WORK REQUIRED >>
Pull out every line in the records that has the word "tire" in it.

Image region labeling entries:
-- start --

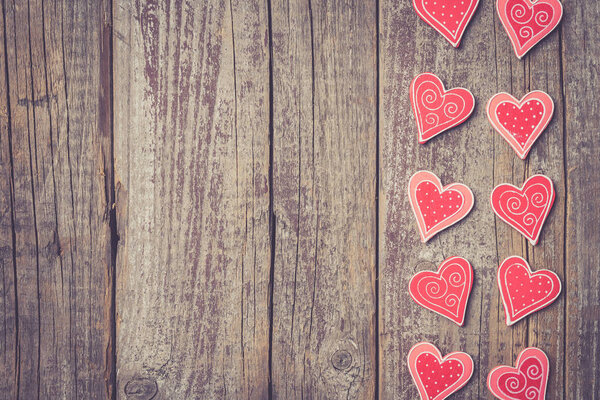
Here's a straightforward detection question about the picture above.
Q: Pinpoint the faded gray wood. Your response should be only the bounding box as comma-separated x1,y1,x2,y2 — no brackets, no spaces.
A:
113,0,271,399
0,0,114,399
0,0,600,400
562,0,600,400
271,0,377,399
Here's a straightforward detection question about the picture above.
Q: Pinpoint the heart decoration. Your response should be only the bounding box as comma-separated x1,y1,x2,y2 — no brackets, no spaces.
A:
408,342,473,400
408,171,474,243
487,90,554,160
498,256,561,326
491,175,555,245
496,0,563,58
410,73,475,143
408,257,473,326
487,347,550,400
413,0,479,47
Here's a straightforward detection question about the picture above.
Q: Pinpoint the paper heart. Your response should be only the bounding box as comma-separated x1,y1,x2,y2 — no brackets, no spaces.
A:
408,342,473,400
487,90,554,160
498,256,561,326
410,73,475,143
487,347,550,400
491,175,555,245
408,171,473,243
408,257,473,326
496,0,563,58
413,0,479,47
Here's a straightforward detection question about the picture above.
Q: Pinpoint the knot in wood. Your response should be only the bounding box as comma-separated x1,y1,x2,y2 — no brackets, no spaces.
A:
331,350,352,371
124,378,158,400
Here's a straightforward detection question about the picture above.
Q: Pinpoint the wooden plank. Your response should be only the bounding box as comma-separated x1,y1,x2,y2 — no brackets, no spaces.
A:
562,0,600,400
271,0,377,399
114,0,271,399
0,0,113,399
379,1,565,399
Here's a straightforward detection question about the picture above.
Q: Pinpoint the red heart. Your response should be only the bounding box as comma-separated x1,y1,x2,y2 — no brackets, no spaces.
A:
487,90,554,160
491,175,555,245
413,0,479,47
408,342,473,400
487,347,550,400
496,0,563,58
410,73,475,143
408,171,473,243
408,257,473,326
498,256,561,326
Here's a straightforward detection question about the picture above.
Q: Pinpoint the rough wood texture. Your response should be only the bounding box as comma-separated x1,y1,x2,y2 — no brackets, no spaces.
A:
0,0,600,400
114,0,271,399
559,0,600,400
0,0,114,399
271,0,377,399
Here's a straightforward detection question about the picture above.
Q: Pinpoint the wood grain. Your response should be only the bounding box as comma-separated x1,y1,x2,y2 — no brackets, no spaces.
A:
557,0,600,400
272,1,377,399
0,0,600,400
114,0,271,399
0,0,114,399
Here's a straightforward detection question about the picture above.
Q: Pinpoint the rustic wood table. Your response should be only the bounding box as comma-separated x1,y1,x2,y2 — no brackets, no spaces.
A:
0,0,600,400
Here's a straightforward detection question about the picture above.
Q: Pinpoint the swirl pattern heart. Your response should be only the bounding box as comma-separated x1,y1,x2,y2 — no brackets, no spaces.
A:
413,0,479,47
408,342,473,400
491,175,555,245
498,256,561,326
487,90,554,160
487,347,549,400
408,171,473,243
496,0,563,58
408,257,473,326
410,73,475,143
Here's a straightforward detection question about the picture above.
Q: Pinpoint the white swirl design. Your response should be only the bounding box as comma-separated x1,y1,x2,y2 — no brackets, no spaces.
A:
499,183,551,235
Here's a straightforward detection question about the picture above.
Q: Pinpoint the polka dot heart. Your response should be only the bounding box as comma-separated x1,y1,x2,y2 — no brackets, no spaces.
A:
487,90,554,159
408,171,473,242
498,256,561,326
413,0,479,47
408,342,473,400
487,347,550,400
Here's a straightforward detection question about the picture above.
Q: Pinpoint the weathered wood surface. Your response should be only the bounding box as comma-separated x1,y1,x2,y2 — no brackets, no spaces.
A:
0,0,114,399
379,1,568,399
0,0,600,400
271,0,377,399
114,0,271,399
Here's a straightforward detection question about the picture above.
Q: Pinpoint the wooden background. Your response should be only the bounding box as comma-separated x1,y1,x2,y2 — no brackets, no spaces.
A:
0,0,600,400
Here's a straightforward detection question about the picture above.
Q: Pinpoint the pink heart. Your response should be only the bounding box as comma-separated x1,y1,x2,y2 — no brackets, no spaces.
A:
413,0,479,47
408,342,473,400
487,90,554,159
487,347,550,400
408,257,473,326
498,256,561,326
491,175,555,245
408,171,474,243
410,73,475,143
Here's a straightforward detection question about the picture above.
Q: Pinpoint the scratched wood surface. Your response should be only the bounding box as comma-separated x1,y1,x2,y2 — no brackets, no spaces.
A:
0,0,115,399
0,0,600,400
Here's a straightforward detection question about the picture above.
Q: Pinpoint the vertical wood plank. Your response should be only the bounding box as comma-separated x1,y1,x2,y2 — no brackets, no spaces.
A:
0,0,113,399
562,0,600,400
271,0,377,399
379,1,565,399
114,0,271,399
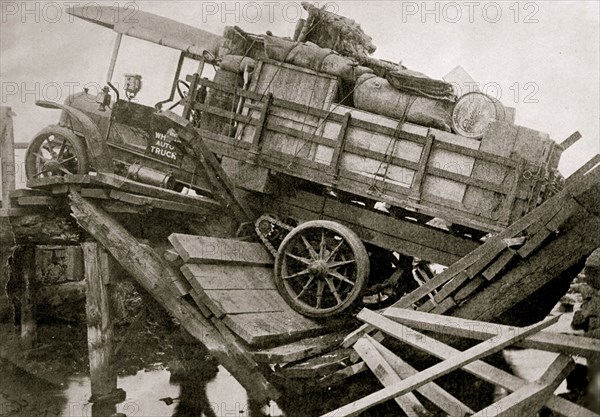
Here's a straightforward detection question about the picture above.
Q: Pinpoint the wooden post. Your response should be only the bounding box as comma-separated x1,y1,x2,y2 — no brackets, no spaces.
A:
19,246,37,349
69,191,280,402
81,242,117,402
0,107,15,208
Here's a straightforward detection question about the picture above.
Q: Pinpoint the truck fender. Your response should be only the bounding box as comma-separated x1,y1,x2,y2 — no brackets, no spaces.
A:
35,100,113,173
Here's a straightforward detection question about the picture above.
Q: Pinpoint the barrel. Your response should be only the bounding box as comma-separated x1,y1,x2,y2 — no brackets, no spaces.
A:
452,91,506,139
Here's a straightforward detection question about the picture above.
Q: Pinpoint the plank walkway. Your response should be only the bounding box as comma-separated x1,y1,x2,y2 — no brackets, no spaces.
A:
169,234,347,346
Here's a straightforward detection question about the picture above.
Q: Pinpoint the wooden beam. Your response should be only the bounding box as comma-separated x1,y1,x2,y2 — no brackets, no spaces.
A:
18,246,37,349
363,335,475,417
558,132,582,151
352,306,598,417
0,106,16,208
473,355,575,417
69,191,279,401
565,154,600,185
383,308,600,357
354,336,428,417
324,309,558,417
81,242,117,402
169,233,273,265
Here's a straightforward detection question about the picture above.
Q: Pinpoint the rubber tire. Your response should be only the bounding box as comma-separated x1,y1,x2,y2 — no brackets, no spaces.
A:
25,125,90,180
275,220,370,318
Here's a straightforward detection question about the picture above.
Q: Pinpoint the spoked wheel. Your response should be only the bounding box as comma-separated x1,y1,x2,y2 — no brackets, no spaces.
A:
275,220,369,317
25,126,89,179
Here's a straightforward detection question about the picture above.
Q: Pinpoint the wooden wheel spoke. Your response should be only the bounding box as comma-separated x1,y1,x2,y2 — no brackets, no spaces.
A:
325,240,344,262
294,277,315,300
325,278,342,305
46,136,56,158
300,236,319,260
59,156,77,165
33,152,49,161
281,269,308,279
33,170,50,178
319,230,327,259
329,271,354,287
327,259,356,268
315,280,325,308
57,139,67,159
285,252,312,265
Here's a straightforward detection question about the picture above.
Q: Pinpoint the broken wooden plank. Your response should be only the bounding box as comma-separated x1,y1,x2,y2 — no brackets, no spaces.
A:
433,272,471,303
181,264,276,290
316,362,369,387
452,276,486,304
431,297,456,314
204,290,289,314
558,132,582,151
169,233,273,265
79,187,110,200
252,332,345,364
69,191,280,401
189,289,213,319
277,349,352,379
354,308,598,417
565,154,600,185
465,239,506,278
473,355,575,417
383,308,600,357
223,307,348,346
481,248,517,281
364,335,474,417
354,336,428,417
323,309,558,417
17,195,62,207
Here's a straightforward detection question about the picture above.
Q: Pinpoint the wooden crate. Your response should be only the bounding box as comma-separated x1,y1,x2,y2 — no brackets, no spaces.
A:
195,62,560,232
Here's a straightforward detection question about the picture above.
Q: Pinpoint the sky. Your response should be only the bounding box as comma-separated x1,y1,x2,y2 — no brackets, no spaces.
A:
0,0,600,188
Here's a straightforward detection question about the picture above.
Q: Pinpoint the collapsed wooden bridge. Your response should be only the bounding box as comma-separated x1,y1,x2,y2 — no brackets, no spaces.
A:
0,6,600,416
0,158,600,415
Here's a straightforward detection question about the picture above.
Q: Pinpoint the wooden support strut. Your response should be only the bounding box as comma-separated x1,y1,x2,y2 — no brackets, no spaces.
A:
352,310,598,417
81,242,117,402
383,307,600,357
0,106,16,209
69,191,280,402
473,355,575,417
19,246,37,349
324,309,558,417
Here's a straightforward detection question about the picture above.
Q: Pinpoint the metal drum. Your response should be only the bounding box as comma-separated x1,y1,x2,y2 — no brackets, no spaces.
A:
452,92,506,139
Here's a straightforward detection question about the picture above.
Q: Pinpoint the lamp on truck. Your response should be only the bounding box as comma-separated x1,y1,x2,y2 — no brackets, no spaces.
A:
125,74,142,101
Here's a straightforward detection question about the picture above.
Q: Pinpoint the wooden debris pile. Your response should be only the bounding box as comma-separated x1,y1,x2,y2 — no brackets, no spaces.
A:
325,308,600,417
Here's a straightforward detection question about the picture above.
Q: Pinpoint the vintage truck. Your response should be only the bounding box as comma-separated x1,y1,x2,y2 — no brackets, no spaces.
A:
26,6,564,317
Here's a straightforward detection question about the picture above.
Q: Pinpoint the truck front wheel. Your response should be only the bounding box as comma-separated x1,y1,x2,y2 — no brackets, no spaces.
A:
25,126,90,180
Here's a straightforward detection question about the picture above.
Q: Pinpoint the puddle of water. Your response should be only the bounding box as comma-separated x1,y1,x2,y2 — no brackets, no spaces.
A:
0,360,283,417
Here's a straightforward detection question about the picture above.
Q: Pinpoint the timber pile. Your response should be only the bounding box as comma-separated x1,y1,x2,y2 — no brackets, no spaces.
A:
346,161,600,344
572,245,600,411
324,309,600,417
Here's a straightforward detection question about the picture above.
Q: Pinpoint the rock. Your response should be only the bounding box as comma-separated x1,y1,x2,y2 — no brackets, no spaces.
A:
585,248,600,290
581,297,600,318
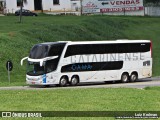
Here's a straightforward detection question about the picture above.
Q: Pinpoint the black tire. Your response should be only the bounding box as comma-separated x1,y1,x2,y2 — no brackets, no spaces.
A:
130,73,138,82
70,76,79,86
59,77,68,87
121,73,129,83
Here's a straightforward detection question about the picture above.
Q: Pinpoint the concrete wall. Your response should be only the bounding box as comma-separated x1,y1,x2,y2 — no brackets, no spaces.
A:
6,0,71,13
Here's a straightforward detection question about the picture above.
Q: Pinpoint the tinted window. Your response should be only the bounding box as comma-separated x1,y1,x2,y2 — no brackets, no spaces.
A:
48,43,65,56
65,43,150,57
29,44,49,59
61,61,123,72
45,58,58,73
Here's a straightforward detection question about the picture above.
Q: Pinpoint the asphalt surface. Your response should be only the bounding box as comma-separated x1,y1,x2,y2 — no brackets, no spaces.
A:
0,77,160,90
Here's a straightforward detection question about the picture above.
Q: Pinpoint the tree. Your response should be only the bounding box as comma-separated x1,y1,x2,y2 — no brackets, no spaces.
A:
19,0,27,23
41,0,43,13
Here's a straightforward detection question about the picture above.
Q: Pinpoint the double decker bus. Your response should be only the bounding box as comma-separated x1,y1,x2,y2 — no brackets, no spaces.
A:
21,40,152,86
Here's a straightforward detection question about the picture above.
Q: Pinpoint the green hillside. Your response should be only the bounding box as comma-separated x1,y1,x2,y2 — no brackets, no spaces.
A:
0,16,160,86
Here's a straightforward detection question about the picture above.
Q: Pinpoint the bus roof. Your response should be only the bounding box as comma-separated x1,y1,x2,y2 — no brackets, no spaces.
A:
40,39,150,45
65,40,150,45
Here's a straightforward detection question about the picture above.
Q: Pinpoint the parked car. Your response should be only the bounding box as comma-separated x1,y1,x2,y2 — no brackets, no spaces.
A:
15,9,38,16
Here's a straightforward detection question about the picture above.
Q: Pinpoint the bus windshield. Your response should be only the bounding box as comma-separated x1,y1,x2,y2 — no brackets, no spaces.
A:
27,61,45,76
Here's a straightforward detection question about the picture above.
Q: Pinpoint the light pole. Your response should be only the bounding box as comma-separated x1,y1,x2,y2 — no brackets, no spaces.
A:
80,0,83,16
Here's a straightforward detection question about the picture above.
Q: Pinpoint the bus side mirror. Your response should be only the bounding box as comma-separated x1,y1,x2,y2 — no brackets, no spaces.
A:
21,57,28,66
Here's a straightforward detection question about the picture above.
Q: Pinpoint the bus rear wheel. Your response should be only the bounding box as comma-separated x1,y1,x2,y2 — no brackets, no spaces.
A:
70,76,79,86
59,77,68,87
121,73,129,83
130,73,138,82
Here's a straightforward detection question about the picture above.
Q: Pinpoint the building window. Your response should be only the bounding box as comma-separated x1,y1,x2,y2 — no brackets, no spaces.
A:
17,0,23,6
53,0,59,5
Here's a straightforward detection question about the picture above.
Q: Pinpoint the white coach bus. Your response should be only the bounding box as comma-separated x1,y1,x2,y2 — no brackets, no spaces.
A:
21,40,152,86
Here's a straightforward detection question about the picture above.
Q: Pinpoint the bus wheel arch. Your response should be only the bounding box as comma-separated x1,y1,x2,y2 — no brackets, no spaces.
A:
121,72,129,83
70,75,80,86
59,75,69,87
130,71,138,82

-- end --

EXERCISE RESPONSE >>
Q: Pinpoint the rubber tire. Your response should be only the bounding box as comma-separated x1,y1,x2,y2 — no brackets, no spaces.
Q: Pinpoint the black tire. Your response should be only the bounding box as comma-separated x1,y1,x2,y2 — no brackets, no spaces.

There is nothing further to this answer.